--- start MATERIAL PROVIDED ---
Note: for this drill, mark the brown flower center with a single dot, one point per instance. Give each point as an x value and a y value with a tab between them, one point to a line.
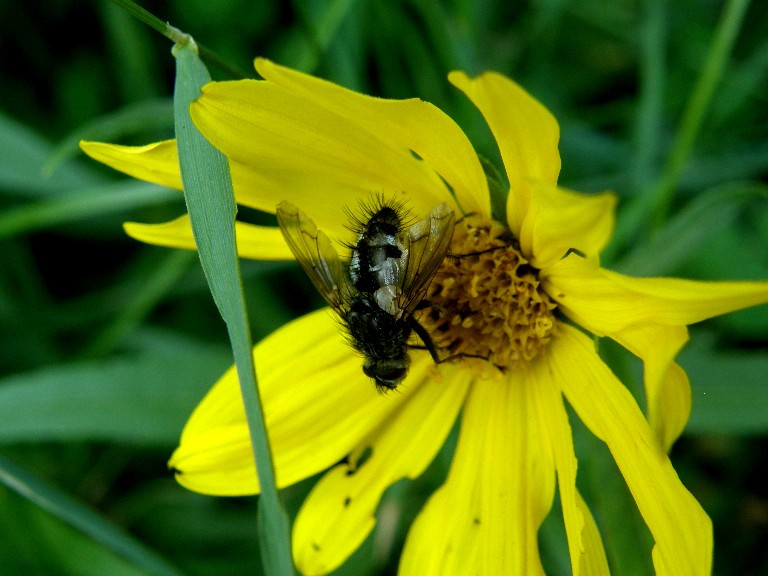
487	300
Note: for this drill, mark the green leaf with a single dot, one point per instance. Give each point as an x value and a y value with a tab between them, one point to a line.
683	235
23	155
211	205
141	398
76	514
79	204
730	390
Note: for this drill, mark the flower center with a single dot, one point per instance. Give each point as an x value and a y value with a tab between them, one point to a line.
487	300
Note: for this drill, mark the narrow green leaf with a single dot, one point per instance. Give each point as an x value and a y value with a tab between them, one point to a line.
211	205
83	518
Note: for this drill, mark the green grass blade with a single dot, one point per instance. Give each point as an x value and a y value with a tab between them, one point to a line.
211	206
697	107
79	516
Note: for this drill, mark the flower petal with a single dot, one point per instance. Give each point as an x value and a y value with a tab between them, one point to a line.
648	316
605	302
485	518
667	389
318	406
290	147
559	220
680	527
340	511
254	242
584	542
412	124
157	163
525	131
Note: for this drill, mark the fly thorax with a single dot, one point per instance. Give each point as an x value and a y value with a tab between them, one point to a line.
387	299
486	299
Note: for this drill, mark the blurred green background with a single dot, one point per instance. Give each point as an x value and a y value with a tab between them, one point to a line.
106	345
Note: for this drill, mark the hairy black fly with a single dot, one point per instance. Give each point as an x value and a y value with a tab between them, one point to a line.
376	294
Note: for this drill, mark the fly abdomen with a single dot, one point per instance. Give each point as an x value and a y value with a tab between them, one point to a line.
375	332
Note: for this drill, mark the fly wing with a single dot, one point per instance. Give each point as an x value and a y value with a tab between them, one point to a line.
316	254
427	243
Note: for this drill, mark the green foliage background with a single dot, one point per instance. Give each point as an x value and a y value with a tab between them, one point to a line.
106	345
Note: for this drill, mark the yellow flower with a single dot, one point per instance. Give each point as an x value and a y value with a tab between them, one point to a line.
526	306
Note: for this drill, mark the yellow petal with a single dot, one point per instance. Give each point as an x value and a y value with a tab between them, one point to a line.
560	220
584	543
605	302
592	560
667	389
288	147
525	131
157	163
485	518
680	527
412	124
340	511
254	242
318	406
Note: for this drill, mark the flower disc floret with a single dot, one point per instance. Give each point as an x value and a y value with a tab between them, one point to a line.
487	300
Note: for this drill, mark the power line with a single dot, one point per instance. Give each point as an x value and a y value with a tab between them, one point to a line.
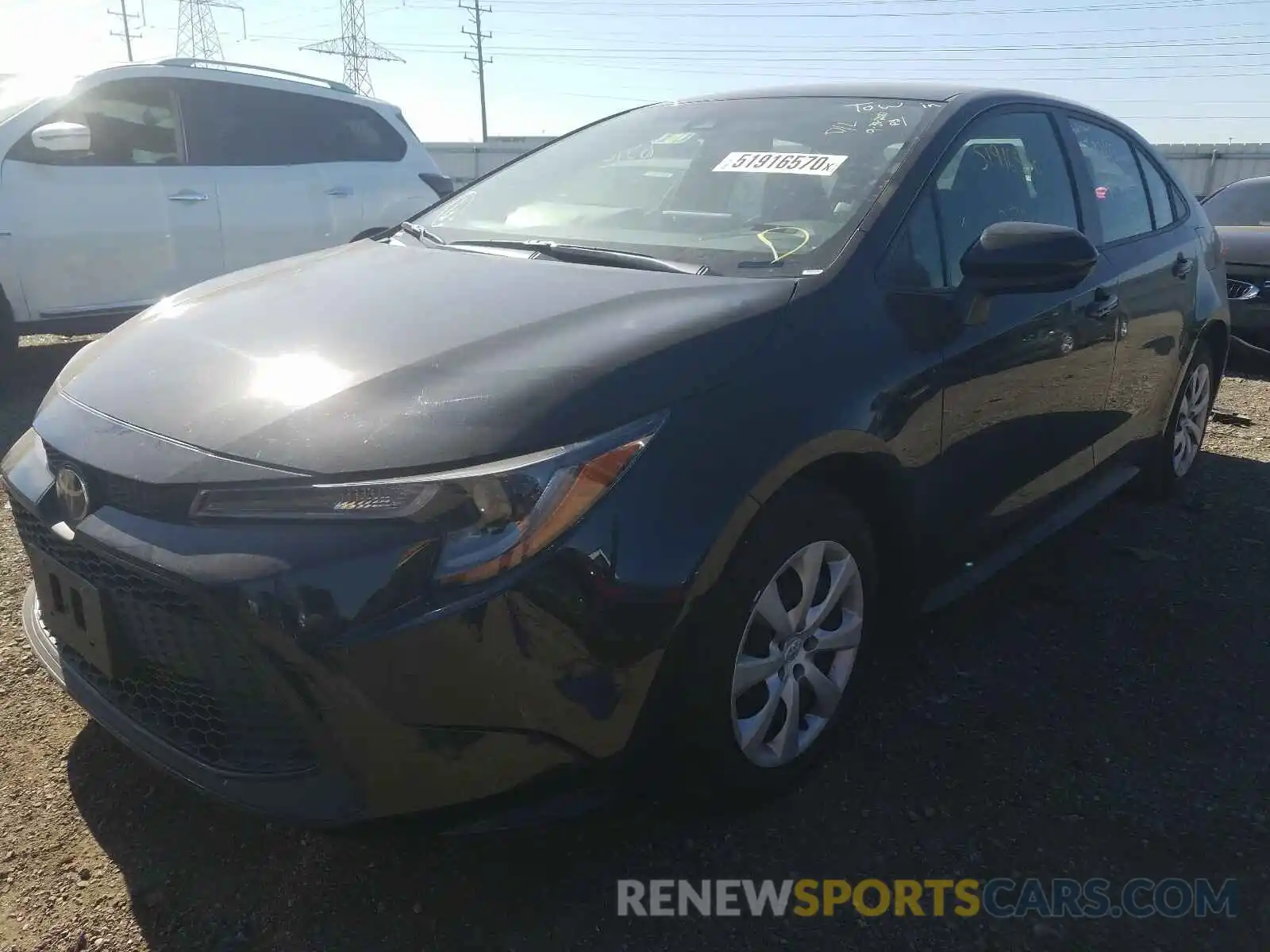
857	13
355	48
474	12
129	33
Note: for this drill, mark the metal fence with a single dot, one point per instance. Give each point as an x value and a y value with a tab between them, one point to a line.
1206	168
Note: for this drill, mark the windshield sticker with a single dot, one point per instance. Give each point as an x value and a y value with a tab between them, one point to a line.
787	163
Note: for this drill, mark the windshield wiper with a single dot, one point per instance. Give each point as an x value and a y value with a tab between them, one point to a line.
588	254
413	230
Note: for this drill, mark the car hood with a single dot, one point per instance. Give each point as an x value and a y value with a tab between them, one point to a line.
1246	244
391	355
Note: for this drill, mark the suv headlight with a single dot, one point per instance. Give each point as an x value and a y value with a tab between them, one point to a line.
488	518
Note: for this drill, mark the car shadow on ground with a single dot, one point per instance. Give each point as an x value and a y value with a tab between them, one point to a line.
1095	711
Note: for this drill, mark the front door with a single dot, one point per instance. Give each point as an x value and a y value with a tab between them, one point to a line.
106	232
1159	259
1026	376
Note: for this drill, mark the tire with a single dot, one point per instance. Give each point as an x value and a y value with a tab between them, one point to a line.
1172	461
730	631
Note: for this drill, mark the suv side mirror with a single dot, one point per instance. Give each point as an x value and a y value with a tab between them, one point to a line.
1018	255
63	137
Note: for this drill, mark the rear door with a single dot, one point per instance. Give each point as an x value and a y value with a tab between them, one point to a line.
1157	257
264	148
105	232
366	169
--- end MATERIAL PROVIDED ---
--- start MATERIAL PROVIDED ---
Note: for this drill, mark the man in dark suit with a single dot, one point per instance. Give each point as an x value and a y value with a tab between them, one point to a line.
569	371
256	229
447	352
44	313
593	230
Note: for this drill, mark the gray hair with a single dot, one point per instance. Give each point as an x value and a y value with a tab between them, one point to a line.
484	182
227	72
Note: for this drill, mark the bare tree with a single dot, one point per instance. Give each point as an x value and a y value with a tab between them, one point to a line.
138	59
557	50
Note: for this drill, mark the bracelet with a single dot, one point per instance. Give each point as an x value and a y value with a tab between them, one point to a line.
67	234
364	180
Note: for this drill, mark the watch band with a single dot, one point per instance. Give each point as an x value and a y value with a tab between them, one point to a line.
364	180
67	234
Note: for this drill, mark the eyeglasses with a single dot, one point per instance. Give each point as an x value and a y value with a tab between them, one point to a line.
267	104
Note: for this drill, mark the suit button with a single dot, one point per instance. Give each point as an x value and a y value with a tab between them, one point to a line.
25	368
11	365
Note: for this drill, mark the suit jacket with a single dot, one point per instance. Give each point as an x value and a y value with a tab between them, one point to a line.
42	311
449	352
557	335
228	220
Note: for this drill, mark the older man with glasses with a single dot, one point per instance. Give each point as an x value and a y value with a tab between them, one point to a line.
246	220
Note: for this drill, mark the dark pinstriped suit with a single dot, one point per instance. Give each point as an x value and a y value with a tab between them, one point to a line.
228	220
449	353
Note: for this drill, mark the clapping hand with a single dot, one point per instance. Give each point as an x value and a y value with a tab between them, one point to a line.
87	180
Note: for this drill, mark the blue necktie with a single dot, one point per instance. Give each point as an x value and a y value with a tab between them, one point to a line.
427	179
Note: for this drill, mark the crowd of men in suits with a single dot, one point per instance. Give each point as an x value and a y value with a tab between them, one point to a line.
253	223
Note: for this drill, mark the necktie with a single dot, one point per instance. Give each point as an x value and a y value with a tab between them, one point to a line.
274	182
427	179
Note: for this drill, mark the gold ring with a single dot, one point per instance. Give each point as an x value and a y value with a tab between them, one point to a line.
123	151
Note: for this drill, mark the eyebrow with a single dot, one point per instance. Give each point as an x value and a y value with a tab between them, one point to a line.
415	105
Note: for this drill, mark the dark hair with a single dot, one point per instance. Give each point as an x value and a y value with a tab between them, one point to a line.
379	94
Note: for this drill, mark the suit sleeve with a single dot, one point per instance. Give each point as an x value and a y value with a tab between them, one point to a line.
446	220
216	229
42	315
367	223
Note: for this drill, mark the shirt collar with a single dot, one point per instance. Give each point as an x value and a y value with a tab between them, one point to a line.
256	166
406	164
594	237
--- end MATERIAL PROVIDED ---
--- start MATERIAL PROVIDED ---
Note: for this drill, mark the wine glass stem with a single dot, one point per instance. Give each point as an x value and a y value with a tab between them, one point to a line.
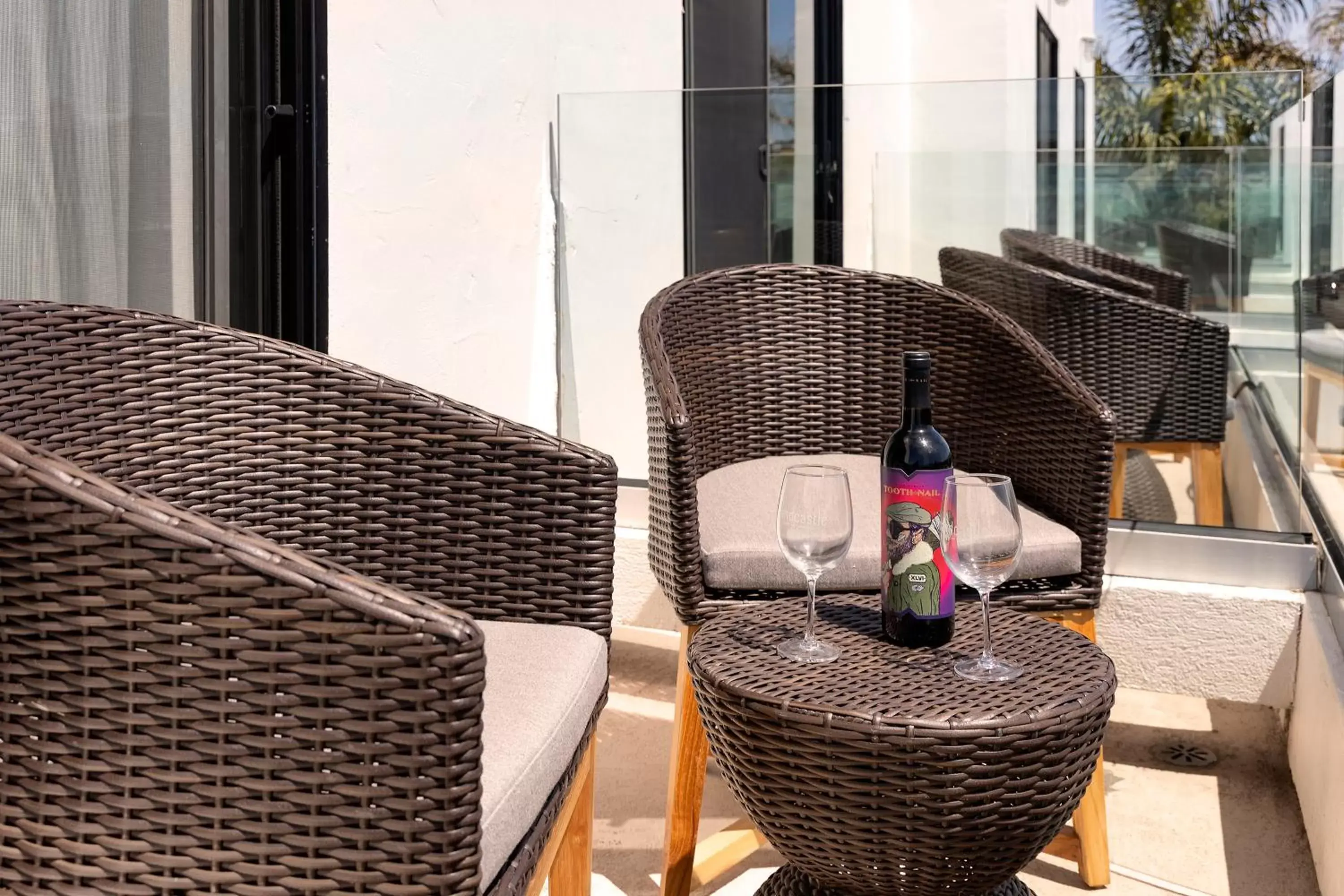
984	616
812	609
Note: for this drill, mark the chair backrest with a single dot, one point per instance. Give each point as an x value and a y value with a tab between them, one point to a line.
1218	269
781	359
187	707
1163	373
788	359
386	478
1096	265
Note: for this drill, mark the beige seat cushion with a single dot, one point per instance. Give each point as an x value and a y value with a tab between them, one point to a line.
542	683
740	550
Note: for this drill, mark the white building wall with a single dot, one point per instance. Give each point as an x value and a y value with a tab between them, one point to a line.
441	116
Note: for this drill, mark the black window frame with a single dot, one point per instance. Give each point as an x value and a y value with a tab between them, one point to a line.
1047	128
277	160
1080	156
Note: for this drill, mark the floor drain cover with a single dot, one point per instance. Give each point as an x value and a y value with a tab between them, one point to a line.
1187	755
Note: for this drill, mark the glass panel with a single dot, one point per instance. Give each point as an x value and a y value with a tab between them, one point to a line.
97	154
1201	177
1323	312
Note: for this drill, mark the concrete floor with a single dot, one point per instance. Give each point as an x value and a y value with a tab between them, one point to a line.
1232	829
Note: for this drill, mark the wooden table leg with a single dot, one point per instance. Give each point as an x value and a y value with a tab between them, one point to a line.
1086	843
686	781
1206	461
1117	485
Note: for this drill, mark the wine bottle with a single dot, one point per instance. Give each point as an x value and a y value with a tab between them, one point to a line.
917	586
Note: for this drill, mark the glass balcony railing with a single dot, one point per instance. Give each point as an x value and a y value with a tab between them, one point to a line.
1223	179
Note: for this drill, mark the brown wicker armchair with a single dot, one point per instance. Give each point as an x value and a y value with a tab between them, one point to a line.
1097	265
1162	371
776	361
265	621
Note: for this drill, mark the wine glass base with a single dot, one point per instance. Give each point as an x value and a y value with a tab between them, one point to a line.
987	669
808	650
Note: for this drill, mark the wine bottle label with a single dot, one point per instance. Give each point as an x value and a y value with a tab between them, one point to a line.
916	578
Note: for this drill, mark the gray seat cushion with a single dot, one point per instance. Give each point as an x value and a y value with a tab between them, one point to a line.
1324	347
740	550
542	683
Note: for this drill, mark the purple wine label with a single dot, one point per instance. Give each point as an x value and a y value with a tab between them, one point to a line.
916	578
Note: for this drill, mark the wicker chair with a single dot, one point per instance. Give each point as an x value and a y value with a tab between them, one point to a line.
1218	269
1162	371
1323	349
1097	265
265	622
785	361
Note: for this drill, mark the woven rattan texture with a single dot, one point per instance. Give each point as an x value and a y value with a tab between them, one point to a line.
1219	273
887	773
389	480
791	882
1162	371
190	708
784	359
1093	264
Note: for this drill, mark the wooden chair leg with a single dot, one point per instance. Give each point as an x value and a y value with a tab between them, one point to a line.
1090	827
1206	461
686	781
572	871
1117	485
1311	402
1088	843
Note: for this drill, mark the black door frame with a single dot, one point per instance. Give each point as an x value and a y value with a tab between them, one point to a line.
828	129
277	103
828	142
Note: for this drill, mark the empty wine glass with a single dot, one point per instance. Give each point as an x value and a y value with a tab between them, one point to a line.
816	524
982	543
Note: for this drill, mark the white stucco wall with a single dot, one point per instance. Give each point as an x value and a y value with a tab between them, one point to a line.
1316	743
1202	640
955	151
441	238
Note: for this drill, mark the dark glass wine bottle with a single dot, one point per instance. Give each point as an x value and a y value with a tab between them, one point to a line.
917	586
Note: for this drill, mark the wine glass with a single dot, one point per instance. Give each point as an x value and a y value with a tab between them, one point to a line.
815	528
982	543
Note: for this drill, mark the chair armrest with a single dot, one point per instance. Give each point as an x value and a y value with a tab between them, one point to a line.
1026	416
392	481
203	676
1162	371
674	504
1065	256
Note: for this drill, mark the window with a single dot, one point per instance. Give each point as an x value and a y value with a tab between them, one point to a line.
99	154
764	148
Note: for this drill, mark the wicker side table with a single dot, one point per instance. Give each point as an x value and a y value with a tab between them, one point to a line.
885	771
--- end MATERIAL PROVIDED ---
## DIRECTIONS
Please count the lines in the material above that contain the word "bottle", matching case exactly, and reply with the number alone.

## ANSWER TO THIS PROBLEM
3